**Records supplied**
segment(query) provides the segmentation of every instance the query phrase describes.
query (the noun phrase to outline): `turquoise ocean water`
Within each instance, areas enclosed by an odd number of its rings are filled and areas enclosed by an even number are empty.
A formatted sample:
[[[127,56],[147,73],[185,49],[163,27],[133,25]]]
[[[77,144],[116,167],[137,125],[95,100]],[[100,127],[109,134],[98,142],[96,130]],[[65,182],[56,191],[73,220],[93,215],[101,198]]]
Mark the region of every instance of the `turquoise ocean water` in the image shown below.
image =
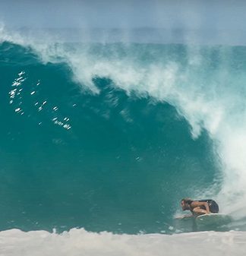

**Aim of the task**
Please pull out each line of the listing above that contains the string "ocean", treating uppercase and lowercase letters as different.

**Response to this task**
query (the noun phrase to outline): `turquoise ocean water`
Mark the region of every instance of the `turquoise ocean water` in the image shown below.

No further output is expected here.